The line that contains "positive clicks: (249, 248)" marks the end: retype the data below exactly from its first line through that line.
┄┄┄┄┄┄
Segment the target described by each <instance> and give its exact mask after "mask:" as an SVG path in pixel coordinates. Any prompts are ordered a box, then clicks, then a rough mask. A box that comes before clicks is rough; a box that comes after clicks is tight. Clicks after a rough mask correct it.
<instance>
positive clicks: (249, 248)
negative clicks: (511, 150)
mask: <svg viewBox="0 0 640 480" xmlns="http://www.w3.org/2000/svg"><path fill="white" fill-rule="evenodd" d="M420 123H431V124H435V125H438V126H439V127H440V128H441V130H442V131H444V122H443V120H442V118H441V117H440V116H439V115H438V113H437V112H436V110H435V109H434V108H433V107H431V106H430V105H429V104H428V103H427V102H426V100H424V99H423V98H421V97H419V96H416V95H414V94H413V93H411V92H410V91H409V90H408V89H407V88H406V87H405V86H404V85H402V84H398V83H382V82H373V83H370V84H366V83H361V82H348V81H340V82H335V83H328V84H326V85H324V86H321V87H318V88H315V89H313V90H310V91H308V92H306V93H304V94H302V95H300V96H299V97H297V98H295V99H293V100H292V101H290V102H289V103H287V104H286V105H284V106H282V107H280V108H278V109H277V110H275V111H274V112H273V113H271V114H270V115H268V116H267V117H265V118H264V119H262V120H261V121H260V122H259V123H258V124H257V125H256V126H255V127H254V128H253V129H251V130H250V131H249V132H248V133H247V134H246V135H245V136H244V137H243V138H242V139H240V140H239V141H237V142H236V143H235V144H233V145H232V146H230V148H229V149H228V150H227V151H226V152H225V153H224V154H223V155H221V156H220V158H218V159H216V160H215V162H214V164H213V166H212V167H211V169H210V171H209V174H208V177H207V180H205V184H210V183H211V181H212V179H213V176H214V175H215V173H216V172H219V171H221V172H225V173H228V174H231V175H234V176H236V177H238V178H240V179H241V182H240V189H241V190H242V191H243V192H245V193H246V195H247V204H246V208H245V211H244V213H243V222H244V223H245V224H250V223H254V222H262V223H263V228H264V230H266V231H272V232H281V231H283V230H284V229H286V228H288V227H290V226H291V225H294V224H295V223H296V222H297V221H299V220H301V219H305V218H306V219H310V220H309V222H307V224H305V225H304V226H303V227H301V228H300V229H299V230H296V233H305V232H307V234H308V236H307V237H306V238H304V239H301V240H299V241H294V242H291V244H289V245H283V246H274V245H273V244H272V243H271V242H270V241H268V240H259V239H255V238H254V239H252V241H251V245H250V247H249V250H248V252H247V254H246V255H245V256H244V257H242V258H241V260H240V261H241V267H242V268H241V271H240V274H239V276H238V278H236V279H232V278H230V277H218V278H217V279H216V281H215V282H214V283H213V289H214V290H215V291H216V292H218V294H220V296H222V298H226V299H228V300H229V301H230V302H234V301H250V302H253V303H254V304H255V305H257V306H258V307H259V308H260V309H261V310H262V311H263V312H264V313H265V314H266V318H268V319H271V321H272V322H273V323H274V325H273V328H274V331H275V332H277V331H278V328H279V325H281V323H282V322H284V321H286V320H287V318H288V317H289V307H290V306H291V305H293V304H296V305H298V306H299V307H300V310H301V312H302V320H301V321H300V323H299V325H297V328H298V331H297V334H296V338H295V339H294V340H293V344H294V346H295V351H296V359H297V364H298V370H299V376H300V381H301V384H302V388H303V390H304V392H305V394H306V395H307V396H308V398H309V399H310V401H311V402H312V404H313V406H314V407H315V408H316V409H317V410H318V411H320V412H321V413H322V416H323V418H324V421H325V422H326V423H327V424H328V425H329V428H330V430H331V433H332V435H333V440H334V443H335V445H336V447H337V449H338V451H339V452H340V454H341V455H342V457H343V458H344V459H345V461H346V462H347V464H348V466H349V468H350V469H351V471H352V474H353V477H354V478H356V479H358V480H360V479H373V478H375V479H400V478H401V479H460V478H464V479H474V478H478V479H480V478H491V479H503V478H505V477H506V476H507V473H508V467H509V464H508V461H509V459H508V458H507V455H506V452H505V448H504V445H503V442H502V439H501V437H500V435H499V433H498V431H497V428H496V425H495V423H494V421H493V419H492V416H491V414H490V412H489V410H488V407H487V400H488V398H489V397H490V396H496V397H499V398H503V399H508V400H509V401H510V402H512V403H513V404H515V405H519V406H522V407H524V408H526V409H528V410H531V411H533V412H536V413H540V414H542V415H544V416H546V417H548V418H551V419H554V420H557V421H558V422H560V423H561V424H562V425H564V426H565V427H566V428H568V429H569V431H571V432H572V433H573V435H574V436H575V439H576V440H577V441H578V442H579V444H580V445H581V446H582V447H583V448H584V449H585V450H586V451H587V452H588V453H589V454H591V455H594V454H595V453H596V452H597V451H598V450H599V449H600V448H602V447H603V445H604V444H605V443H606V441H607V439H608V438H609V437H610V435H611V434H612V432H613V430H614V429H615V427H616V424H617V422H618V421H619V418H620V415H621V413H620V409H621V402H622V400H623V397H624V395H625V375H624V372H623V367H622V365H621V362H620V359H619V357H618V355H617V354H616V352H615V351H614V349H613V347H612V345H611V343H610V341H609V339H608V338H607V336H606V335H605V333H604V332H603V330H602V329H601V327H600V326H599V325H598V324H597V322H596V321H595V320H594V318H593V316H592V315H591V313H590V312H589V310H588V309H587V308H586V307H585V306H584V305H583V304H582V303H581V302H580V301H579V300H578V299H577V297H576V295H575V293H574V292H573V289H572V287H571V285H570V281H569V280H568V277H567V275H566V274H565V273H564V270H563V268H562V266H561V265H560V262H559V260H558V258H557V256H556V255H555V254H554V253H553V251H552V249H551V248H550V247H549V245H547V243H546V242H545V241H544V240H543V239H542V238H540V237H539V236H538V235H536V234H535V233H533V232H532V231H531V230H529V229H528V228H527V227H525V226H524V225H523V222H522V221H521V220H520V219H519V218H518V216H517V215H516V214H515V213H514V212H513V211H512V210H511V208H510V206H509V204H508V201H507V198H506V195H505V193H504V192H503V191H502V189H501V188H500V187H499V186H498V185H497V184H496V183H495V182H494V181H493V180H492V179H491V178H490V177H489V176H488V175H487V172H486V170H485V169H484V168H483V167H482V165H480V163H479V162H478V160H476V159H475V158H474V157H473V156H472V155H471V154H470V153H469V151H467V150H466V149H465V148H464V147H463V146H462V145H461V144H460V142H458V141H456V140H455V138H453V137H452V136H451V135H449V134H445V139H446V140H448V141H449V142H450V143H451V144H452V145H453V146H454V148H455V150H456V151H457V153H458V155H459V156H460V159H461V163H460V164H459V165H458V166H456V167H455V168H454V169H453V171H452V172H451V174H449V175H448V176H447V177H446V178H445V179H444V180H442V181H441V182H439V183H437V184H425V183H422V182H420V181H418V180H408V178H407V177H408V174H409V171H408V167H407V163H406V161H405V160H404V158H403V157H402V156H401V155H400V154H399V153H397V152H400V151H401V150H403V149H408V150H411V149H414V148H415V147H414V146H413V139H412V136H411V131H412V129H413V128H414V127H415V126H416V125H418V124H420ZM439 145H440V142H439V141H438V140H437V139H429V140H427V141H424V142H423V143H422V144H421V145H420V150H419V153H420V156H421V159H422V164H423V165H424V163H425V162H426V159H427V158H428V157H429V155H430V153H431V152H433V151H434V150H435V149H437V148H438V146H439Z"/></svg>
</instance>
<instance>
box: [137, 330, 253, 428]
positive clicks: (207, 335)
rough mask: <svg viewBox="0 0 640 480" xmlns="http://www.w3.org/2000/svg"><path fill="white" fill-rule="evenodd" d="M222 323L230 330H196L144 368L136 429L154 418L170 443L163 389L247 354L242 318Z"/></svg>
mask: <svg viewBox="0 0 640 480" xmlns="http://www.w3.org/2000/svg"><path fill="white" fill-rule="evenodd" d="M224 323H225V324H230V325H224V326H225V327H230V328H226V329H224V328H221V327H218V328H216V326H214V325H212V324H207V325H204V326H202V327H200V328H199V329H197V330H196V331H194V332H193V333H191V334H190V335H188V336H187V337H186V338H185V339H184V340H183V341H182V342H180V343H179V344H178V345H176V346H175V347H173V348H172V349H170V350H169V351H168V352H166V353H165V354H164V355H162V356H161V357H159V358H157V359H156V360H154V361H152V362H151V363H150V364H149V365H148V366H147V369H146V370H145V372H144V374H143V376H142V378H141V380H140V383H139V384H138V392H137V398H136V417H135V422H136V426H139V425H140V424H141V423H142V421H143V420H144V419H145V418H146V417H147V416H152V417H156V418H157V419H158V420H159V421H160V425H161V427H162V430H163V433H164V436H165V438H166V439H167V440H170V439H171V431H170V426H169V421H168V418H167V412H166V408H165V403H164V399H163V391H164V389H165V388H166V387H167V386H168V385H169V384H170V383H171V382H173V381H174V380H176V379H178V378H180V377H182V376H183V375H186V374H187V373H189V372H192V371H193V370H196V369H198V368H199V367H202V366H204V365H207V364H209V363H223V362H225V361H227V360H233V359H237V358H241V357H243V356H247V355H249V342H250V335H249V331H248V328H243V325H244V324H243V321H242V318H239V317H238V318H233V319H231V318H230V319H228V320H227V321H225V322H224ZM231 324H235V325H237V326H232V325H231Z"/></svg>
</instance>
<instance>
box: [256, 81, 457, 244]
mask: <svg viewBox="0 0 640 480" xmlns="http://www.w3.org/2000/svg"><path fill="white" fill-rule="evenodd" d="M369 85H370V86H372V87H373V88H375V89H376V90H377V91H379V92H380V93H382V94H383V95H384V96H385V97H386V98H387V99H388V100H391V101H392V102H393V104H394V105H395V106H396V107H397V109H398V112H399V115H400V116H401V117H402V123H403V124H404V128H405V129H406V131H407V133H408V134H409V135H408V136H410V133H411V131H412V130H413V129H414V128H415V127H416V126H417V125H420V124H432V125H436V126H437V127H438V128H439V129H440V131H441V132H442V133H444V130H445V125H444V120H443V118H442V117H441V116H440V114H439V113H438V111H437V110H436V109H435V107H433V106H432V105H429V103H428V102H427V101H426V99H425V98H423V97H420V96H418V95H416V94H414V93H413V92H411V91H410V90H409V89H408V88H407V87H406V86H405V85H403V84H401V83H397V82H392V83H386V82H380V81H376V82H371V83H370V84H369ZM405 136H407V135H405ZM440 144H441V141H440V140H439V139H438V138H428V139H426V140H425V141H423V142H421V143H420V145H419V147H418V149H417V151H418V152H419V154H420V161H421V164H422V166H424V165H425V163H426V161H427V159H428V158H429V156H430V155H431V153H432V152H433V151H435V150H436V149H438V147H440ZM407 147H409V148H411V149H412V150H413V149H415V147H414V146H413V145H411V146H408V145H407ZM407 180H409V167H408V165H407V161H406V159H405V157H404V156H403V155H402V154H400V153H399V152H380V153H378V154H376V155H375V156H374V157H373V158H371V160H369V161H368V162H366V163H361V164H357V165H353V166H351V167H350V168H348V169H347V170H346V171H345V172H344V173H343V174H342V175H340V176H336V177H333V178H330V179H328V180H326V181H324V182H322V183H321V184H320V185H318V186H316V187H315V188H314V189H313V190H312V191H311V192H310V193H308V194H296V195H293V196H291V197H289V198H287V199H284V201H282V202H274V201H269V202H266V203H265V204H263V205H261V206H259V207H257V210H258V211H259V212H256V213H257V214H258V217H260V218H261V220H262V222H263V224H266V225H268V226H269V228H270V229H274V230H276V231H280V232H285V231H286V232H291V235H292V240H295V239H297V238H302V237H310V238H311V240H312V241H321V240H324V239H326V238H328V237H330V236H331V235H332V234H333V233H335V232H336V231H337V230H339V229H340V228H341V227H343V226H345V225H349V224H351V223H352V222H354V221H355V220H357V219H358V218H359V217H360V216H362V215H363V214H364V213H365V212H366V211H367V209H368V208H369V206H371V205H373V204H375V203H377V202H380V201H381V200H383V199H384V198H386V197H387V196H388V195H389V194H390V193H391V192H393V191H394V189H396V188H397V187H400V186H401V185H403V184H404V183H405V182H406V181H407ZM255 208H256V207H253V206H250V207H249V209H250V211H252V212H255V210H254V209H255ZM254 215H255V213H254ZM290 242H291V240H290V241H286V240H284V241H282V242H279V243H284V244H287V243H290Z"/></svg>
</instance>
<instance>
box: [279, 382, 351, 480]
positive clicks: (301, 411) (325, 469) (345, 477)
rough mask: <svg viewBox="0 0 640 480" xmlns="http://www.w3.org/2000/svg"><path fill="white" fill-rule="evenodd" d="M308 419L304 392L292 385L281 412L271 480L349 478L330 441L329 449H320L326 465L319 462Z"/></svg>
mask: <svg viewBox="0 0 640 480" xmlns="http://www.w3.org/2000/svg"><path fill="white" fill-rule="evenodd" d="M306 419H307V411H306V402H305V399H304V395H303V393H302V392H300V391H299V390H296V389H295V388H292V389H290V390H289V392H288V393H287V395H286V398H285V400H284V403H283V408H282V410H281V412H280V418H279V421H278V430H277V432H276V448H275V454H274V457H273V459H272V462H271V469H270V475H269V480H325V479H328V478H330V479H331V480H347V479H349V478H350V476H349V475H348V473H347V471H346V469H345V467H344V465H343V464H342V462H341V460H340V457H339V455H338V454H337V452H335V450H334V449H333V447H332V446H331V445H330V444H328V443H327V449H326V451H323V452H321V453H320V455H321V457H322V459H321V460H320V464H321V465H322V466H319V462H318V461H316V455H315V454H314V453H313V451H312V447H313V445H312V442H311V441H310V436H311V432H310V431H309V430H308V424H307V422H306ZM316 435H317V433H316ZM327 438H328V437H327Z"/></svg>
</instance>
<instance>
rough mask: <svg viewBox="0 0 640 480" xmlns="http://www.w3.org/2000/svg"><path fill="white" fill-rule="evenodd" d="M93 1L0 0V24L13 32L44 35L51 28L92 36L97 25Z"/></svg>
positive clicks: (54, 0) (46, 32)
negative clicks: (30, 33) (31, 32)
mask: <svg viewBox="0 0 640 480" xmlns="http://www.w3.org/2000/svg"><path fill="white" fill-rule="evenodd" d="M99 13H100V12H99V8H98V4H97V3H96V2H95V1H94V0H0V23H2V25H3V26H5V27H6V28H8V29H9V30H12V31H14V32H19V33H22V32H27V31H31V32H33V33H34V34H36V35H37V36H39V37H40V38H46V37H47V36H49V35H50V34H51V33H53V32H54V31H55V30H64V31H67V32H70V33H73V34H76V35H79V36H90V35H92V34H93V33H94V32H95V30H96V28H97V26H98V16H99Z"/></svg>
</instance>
┄┄┄┄┄┄
ANSWER BELOW:
Segment the target described by each <instance> and give its exact mask after "mask:" as an SVG path in pixel coordinates. Any prompts are ordered a box, then clicks, then a rough mask. A box that comes before clicks is rough; a box that comes after clicks is tight. Clicks after a rough mask correct it.
<instance>
positive clicks: (249, 248)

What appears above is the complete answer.